### What to work on:
Using the material that follows, identify and copy each line with the string "form".

### Dataset extract:
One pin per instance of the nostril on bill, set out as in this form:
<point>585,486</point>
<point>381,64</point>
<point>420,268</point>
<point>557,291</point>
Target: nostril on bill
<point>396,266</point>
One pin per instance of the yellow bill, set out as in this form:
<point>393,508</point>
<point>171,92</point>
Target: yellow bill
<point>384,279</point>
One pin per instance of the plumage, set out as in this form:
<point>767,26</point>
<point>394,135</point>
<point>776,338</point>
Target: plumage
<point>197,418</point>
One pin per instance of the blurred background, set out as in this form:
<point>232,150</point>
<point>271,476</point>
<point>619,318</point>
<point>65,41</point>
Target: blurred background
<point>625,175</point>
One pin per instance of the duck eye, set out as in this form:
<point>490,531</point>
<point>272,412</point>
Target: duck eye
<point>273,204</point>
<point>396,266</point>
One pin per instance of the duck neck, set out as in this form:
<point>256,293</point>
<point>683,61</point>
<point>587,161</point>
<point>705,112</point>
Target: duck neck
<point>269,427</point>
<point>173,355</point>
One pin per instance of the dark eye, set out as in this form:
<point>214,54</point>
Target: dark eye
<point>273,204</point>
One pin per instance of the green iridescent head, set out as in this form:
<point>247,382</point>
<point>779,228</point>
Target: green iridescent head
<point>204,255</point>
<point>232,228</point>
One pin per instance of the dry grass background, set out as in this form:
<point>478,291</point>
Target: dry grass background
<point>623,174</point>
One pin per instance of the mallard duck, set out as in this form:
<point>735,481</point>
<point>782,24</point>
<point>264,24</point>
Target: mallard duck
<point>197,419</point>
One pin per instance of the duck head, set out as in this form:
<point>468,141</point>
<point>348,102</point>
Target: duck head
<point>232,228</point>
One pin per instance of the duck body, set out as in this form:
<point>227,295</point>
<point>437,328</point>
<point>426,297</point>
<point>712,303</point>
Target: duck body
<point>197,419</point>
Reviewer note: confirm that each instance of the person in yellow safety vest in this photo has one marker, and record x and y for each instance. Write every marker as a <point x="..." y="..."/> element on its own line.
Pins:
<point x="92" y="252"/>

### Completed exercise:
One pin per instance of the nostril on bill, set out as in this form:
One pin per instance of the yellow bill, set out as in this form:
One pin per instance of the plumage, set out as in this form:
One pin per instance of the blurred background, set out as in this form:
One pin per instance of the duck eye, set out as in this form:
One pin per instance of the duck neck, set out as in this form:
One pin per instance of the dark eye, set out as in this form:
One pin per instance of the green iridescent head, set out as in this form:
One pin per instance of the dry grass background, set out as in this form:
One pin per instance of the mallard duck, set out as in this form:
One pin per instance of the duck head, set out as in this form:
One pin per instance of the duck body, set out as in this form:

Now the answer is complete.